# Excerpted text
▼

Question

All exponent rules? Adding, subtracting, multiplying, dividing, etc...

Answer 1

You can only add and subtract like terms, meaning each term has the same variables to the same power. For example you can add and subtract \(2x^4\) and \(-6x^4\) by adding or subtracting the coefficients and leaving the exponents the same.

Addition
\[2x^4+(-6x^4)=-4x^4\]
Subtraction
\[2x^4-(-6x^4)=8x^4\]

Answer 2

With multiplication and division, the exponents change.
Multiplication (multiply coefficients, add exponents)
\[x^mx^n=x^{m+n}\]
Example
\[(8x^5y^7)(4x^3y^2)=32x^{5+3}y^{7+2}=32x^8y^9\]
Division (divide coefficients, subtract exponents)
\[\frac{ x^m }{ x^n }=x^{m-n}\]
Example\[\frac{ 8x^5y^7 }{ 4x^3y^2 }=2x^{5-3}y^{7-2}=2x^2y^5\]

Answer 3

Power to a power (multiply the exponents)

▲

# Short problem 1
Answer these questions about the exponent rules thread, one line each:
(a) What sum does the thread give for 2x^4 + (-6x^4)?
(b) What does the thread say to do with coefficients and exponents when dividing?
(c) What does the power-to-a-power rule say to do with the exponents?
# Short problem 2
Write the next part of the exponent rules thread, picking up right after its final line.

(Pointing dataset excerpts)
▼

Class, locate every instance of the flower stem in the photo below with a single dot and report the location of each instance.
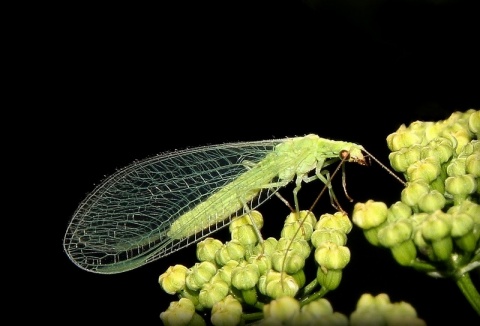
(468, 289)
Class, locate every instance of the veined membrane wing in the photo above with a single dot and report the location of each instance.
(126, 221)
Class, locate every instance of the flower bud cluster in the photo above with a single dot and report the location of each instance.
(231, 279)
(437, 219)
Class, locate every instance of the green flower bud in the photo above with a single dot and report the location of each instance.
(370, 214)
(173, 280)
(472, 164)
(297, 230)
(213, 292)
(227, 312)
(331, 256)
(432, 201)
(463, 232)
(329, 279)
(456, 167)
(414, 190)
(339, 221)
(200, 274)
(403, 137)
(245, 234)
(440, 148)
(192, 296)
(399, 210)
(405, 253)
(394, 234)
(178, 313)
(300, 278)
(283, 309)
(288, 261)
(263, 262)
(474, 123)
(403, 158)
(207, 248)
(330, 235)
(232, 250)
(461, 186)
(225, 273)
(245, 276)
(436, 231)
(427, 169)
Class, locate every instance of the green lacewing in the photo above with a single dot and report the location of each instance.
(159, 205)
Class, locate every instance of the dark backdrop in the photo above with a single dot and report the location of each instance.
(132, 81)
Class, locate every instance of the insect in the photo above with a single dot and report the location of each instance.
(157, 206)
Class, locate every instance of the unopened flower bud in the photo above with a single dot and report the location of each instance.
(369, 214)
(427, 169)
(227, 312)
(213, 292)
(207, 249)
(332, 256)
(173, 280)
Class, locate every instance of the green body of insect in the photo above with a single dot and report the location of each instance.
(155, 207)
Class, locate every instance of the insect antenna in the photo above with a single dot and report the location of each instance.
(385, 168)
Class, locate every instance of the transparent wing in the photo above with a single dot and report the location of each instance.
(123, 223)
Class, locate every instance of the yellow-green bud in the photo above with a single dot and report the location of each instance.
(427, 169)
(300, 278)
(329, 279)
(412, 193)
(173, 280)
(472, 164)
(456, 167)
(263, 262)
(225, 273)
(227, 312)
(404, 253)
(245, 276)
(339, 221)
(331, 256)
(178, 313)
(461, 186)
(474, 123)
(245, 234)
(431, 201)
(232, 250)
(200, 274)
(284, 310)
(213, 292)
(440, 148)
(369, 214)
(288, 261)
(403, 137)
(207, 248)
(331, 235)
(403, 158)
(399, 210)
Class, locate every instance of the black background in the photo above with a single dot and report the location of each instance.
(131, 81)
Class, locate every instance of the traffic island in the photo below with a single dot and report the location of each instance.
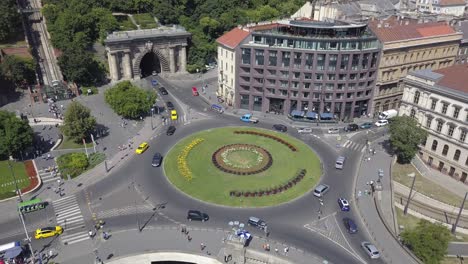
(242, 167)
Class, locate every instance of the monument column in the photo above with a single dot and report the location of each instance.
(171, 60)
(182, 59)
(114, 74)
(127, 67)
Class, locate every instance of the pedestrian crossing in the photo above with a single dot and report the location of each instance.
(68, 215)
(354, 146)
(48, 176)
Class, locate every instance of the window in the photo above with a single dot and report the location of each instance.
(259, 58)
(272, 58)
(450, 132)
(445, 150)
(456, 156)
(417, 94)
(429, 122)
(246, 56)
(286, 59)
(434, 145)
(433, 104)
(439, 125)
(456, 112)
(444, 108)
(463, 135)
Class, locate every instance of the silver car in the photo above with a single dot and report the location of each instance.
(370, 249)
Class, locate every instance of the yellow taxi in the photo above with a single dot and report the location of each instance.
(173, 115)
(48, 232)
(142, 148)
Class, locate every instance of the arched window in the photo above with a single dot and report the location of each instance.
(456, 156)
(417, 94)
(445, 150)
(434, 145)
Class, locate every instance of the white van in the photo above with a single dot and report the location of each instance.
(340, 162)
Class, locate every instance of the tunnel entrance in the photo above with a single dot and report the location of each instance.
(149, 63)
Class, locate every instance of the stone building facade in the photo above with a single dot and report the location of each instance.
(438, 100)
(409, 45)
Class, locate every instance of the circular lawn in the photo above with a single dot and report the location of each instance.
(244, 167)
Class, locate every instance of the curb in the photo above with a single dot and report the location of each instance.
(39, 184)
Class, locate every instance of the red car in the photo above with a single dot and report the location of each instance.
(194, 91)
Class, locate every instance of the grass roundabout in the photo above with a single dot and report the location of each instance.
(242, 167)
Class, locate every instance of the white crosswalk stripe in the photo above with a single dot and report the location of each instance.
(68, 215)
(354, 146)
(48, 176)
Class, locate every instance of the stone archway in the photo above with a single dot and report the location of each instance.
(164, 49)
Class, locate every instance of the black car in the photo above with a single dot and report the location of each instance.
(350, 225)
(170, 130)
(163, 91)
(351, 127)
(157, 158)
(280, 127)
(197, 215)
(170, 105)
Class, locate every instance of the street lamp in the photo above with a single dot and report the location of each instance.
(412, 175)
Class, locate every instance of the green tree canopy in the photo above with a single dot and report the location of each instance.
(15, 134)
(10, 20)
(79, 66)
(18, 70)
(405, 136)
(428, 241)
(72, 164)
(78, 122)
(128, 100)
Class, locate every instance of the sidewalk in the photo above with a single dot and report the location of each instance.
(209, 96)
(402, 189)
(376, 210)
(441, 179)
(125, 243)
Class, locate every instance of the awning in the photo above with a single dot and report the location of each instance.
(13, 253)
(326, 115)
(297, 113)
(311, 115)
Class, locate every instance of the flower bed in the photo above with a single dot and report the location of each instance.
(221, 161)
(182, 159)
(271, 191)
(280, 140)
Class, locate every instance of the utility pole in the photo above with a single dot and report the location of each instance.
(454, 227)
(411, 192)
(18, 191)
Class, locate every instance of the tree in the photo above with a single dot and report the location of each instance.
(18, 70)
(129, 100)
(405, 136)
(78, 122)
(79, 66)
(72, 164)
(15, 134)
(428, 241)
(10, 20)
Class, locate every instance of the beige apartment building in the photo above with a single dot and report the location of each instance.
(409, 45)
(228, 44)
(438, 100)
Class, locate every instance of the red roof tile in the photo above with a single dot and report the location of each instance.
(452, 2)
(393, 29)
(455, 77)
(233, 38)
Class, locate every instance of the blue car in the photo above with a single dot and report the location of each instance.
(343, 203)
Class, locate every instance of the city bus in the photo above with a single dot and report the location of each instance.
(31, 205)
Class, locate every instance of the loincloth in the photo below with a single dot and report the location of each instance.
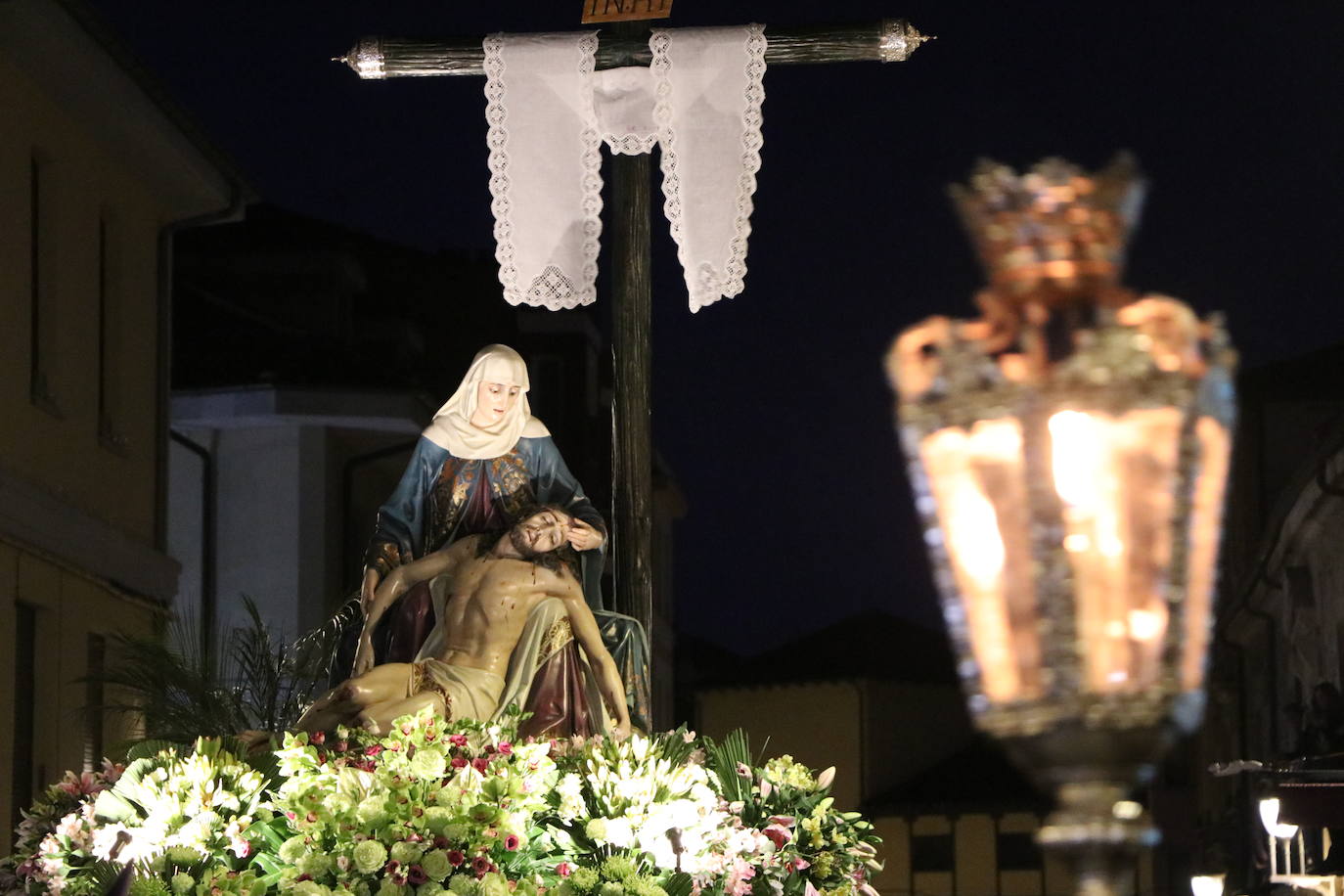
(468, 694)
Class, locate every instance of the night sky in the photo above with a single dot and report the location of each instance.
(772, 409)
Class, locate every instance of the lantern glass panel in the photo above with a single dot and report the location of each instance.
(1204, 524)
(1116, 478)
(978, 486)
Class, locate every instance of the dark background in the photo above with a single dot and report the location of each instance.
(772, 409)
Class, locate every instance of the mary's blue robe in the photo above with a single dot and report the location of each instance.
(442, 499)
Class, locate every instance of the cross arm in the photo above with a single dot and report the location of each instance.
(887, 40)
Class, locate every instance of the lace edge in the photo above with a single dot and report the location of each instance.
(502, 205)
(592, 140)
(629, 144)
(711, 285)
(496, 141)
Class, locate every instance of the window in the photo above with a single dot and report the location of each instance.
(93, 701)
(931, 853)
(39, 306)
(1019, 852)
(24, 707)
(108, 344)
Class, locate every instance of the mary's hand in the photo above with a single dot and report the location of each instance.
(366, 590)
(584, 536)
(363, 657)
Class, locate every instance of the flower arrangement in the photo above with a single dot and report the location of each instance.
(459, 809)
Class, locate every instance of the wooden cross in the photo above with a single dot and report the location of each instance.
(888, 40)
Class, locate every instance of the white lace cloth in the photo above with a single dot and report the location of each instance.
(549, 111)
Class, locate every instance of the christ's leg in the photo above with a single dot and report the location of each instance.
(378, 718)
(381, 684)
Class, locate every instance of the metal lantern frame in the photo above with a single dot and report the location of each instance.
(1060, 336)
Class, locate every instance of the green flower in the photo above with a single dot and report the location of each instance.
(493, 885)
(437, 819)
(147, 887)
(428, 763)
(293, 848)
(435, 866)
(369, 856)
(584, 878)
(373, 810)
(406, 852)
(182, 856)
(618, 868)
(313, 864)
(463, 884)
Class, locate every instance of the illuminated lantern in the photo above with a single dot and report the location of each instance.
(1069, 453)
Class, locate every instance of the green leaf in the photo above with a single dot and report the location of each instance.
(679, 884)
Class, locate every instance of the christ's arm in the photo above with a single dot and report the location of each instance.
(395, 583)
(590, 639)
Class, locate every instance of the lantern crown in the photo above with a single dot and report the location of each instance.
(1055, 234)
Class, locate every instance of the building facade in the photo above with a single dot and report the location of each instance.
(96, 176)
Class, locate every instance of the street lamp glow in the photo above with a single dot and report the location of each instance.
(1207, 884)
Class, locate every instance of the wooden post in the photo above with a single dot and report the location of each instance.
(632, 351)
(626, 45)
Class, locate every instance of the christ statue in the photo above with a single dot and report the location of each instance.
(492, 583)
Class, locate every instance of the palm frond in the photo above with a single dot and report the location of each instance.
(246, 681)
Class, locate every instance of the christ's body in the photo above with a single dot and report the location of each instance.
(492, 589)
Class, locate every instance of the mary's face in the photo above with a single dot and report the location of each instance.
(492, 402)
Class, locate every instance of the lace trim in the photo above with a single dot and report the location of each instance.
(711, 285)
(552, 288)
(631, 144)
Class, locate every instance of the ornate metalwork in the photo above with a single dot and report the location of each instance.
(899, 40)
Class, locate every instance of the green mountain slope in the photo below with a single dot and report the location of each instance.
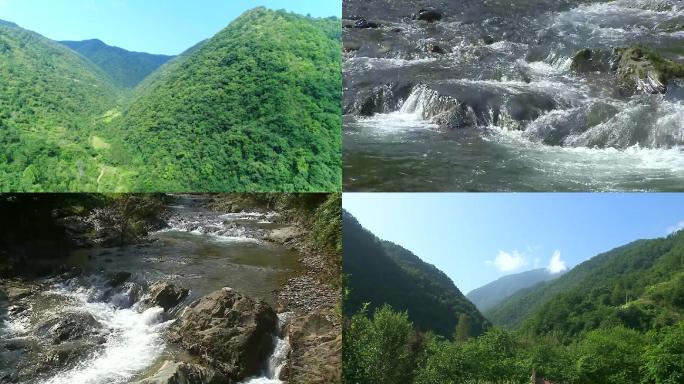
(257, 107)
(639, 285)
(51, 99)
(495, 292)
(125, 68)
(379, 272)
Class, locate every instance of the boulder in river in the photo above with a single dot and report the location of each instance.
(227, 331)
(429, 15)
(166, 295)
(591, 60)
(70, 326)
(644, 70)
(183, 373)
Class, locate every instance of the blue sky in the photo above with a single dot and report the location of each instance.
(477, 238)
(155, 26)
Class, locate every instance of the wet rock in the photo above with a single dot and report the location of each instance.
(227, 331)
(363, 24)
(316, 350)
(487, 39)
(283, 235)
(429, 15)
(183, 373)
(589, 60)
(118, 278)
(643, 70)
(675, 90)
(69, 326)
(166, 295)
(432, 48)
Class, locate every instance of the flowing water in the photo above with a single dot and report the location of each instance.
(200, 250)
(499, 108)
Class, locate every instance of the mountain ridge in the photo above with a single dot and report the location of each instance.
(382, 272)
(494, 292)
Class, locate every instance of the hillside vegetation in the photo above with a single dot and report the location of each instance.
(50, 99)
(617, 318)
(379, 272)
(255, 108)
(636, 285)
(497, 291)
(125, 68)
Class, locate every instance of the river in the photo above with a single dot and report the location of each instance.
(499, 108)
(200, 250)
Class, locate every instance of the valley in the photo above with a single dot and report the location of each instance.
(615, 318)
(102, 119)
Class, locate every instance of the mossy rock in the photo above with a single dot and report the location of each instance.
(643, 69)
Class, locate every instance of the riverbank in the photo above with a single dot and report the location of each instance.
(262, 254)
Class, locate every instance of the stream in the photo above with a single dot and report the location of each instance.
(496, 106)
(120, 339)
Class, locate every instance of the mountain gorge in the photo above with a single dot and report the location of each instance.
(639, 286)
(127, 69)
(379, 272)
(50, 100)
(255, 108)
(497, 291)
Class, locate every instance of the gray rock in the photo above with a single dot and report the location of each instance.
(227, 331)
(183, 373)
(166, 295)
(71, 326)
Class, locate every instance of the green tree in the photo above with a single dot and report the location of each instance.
(665, 358)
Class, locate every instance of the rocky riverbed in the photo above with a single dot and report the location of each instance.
(210, 296)
(501, 95)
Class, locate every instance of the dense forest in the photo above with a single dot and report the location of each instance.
(126, 69)
(489, 295)
(616, 318)
(379, 272)
(255, 108)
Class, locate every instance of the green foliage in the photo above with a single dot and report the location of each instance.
(637, 286)
(255, 108)
(379, 272)
(48, 100)
(125, 68)
(377, 350)
(374, 353)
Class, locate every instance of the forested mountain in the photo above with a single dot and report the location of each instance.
(639, 286)
(125, 68)
(50, 101)
(379, 272)
(257, 107)
(495, 292)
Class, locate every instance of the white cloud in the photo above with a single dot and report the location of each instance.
(508, 261)
(556, 265)
(674, 228)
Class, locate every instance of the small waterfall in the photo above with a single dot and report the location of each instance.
(278, 359)
(132, 337)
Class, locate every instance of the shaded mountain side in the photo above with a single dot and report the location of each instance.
(379, 272)
(50, 101)
(495, 292)
(639, 285)
(125, 68)
(255, 108)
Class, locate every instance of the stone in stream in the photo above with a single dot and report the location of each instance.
(183, 373)
(70, 326)
(591, 60)
(227, 331)
(165, 295)
(429, 15)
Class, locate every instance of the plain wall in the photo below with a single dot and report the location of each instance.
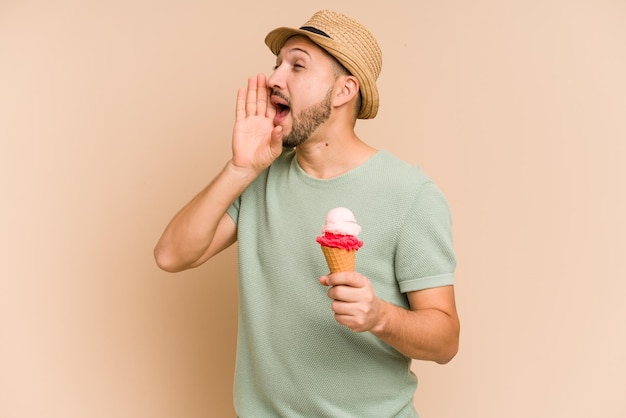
(114, 114)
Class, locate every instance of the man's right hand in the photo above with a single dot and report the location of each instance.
(256, 141)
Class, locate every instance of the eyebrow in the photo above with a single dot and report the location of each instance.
(296, 49)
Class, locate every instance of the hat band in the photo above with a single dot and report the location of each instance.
(315, 30)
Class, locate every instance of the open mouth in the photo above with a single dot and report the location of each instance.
(282, 110)
(281, 103)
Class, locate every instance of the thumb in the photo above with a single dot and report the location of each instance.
(276, 137)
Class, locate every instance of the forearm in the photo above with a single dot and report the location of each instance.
(425, 334)
(190, 234)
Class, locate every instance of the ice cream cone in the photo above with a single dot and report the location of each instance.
(339, 259)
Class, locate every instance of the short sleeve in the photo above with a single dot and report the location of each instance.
(425, 257)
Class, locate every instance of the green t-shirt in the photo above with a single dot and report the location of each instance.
(293, 358)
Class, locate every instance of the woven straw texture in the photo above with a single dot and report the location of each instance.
(350, 42)
(339, 259)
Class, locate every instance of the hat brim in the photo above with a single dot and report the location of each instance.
(276, 39)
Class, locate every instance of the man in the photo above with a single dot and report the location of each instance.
(313, 344)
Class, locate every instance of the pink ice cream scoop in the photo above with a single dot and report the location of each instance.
(339, 240)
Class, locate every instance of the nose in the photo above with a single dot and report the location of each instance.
(276, 80)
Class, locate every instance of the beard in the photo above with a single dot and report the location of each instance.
(305, 123)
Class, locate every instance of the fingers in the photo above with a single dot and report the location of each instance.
(254, 99)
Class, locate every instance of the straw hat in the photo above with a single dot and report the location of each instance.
(349, 42)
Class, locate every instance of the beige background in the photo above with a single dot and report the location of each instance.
(113, 114)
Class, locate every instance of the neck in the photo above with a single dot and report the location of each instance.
(327, 155)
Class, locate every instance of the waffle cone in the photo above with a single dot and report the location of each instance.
(339, 259)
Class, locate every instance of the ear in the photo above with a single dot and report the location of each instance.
(347, 90)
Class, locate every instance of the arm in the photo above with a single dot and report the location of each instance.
(429, 330)
(202, 228)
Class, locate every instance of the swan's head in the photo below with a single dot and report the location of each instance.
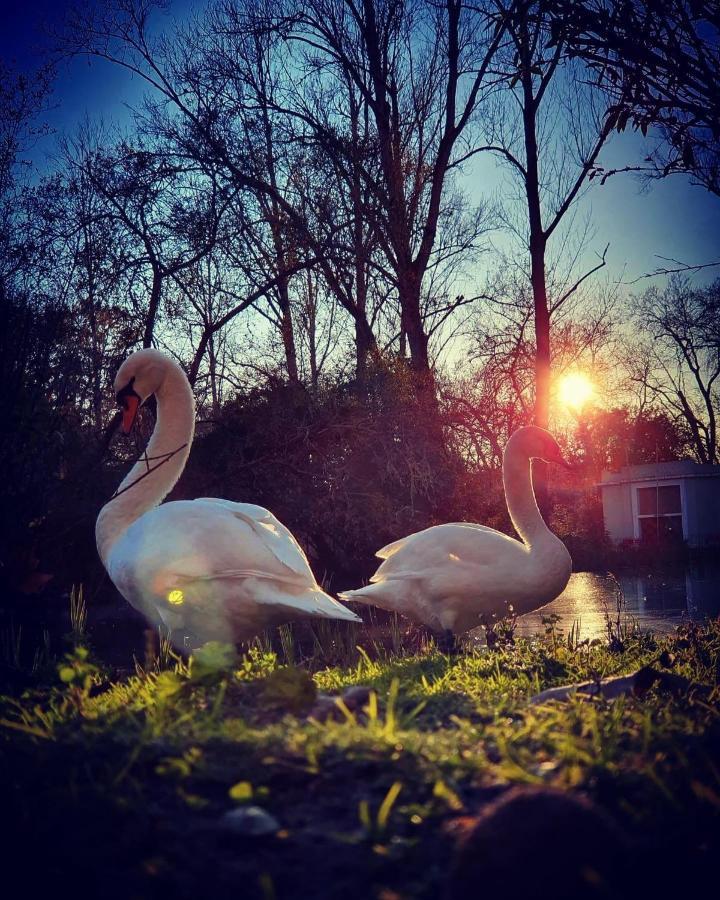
(140, 376)
(536, 443)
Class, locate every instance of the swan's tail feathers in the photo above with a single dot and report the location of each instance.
(312, 602)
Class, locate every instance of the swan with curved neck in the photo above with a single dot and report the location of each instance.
(448, 576)
(208, 569)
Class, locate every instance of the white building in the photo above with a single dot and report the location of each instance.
(675, 501)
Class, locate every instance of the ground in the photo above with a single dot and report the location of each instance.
(121, 786)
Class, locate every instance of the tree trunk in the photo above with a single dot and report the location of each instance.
(287, 330)
(155, 295)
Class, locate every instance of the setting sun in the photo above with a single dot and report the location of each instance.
(575, 390)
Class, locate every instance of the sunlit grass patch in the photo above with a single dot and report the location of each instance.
(370, 782)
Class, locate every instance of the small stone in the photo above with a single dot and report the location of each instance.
(252, 821)
(357, 696)
(324, 708)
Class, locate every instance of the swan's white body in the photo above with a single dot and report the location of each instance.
(448, 576)
(207, 569)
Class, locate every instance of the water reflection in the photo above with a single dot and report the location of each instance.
(658, 600)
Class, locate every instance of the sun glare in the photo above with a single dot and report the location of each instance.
(575, 390)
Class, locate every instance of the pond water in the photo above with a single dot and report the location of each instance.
(658, 601)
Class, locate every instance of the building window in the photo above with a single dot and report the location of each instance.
(660, 513)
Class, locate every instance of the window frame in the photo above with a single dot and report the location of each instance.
(636, 487)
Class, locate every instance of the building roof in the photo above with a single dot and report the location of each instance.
(683, 468)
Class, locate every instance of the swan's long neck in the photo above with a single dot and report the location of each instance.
(171, 438)
(520, 497)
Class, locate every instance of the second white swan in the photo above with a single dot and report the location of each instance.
(207, 569)
(448, 576)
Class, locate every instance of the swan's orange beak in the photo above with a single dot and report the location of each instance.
(130, 408)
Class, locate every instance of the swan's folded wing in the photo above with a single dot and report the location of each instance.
(391, 549)
(274, 535)
(441, 548)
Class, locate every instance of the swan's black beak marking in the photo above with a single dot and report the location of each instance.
(129, 400)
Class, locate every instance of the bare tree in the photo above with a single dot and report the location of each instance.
(548, 129)
(679, 366)
(660, 59)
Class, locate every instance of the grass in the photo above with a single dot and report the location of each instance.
(121, 786)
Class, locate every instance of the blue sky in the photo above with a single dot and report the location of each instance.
(672, 218)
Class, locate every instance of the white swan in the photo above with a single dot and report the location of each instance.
(207, 569)
(448, 576)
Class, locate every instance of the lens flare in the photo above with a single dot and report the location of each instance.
(575, 390)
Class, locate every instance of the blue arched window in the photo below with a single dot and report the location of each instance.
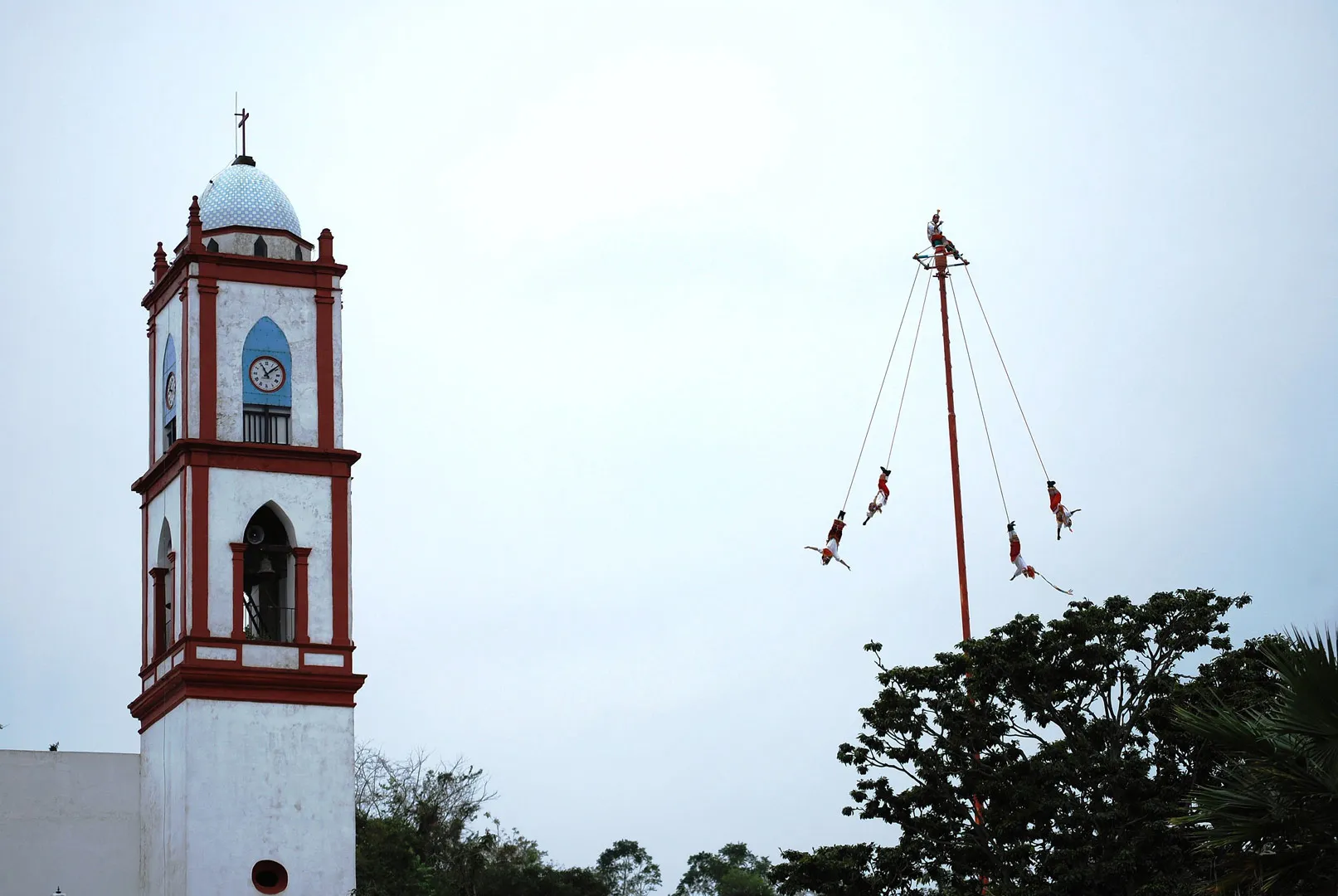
(172, 393)
(266, 384)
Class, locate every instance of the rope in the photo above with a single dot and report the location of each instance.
(978, 402)
(909, 364)
(1069, 592)
(1005, 372)
(855, 472)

▲

# Reply 1
(a) -4x^4
(b) Divide the coefficients and subtract the exponents.
(c) Multiply the exponents.

# Reply 2
\[(x^m)^n=x^{mn}\]
Example
\[(x^3y^5)^2=x^{3*2}y^{5*2}=x^6y^{10}\]
Negative exponents (take the reciprocal, change the exponent to positive)
\[x^{-m}=\left( \frac{ 1 }{ x } \right)^m\]
Example
\[(3x)^-5=\left( \frac{ 1 }{ 3x } \right)^5\]
\[\left( \frac{ 1 }{ 2 } \right)^{-3}=2^3=8\]
Anything to the 0 power is 1.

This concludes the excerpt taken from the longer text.